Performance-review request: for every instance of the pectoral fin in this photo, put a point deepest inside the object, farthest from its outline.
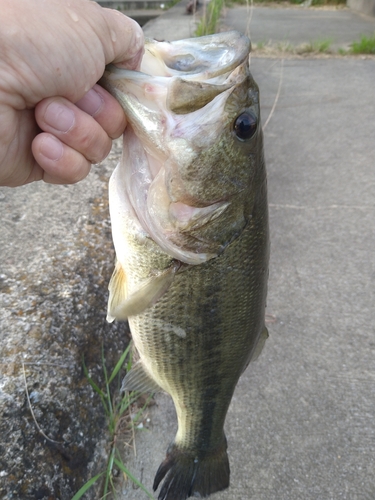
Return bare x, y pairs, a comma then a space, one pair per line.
117, 291
138, 380
121, 307
259, 347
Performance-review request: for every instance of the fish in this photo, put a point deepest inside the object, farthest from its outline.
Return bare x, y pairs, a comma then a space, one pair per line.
189, 215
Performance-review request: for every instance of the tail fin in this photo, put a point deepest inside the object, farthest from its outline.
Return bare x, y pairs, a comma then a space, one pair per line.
187, 475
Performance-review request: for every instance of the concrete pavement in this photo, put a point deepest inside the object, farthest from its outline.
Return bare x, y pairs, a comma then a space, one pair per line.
301, 423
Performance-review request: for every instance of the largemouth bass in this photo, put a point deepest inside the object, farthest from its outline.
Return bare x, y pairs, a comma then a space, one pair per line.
188, 206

========

WHAT THE EXERCISE ASKS
Format as a numbered list every line from the one containing "Performance-review request: for every instance of the tail" through the last of the rows, omitting blank lines.

THE COMPLETED TASK
1. Performance-review request: for every instance of the tail fin in this photo, put a point deepest inside the object, farthest from its outline.
2. Return bare x, y pairs, a comma then a space, one pair per line.
3. 187, 475
4. Performance-review request: for every instance of the concrete pavement in this photo, put a point deepest inside the object, farthest from its outline.
5. Return bare x, y pairs, a comma then a space, one pair per line.
6. 301, 423
7. Performance-review request: for every instance of the largemouth bass in this photo, put a point deepest inside the object, farthest from its outline.
8. Return bare x, y pairs, a comma then a space, one pair per line.
9. 188, 206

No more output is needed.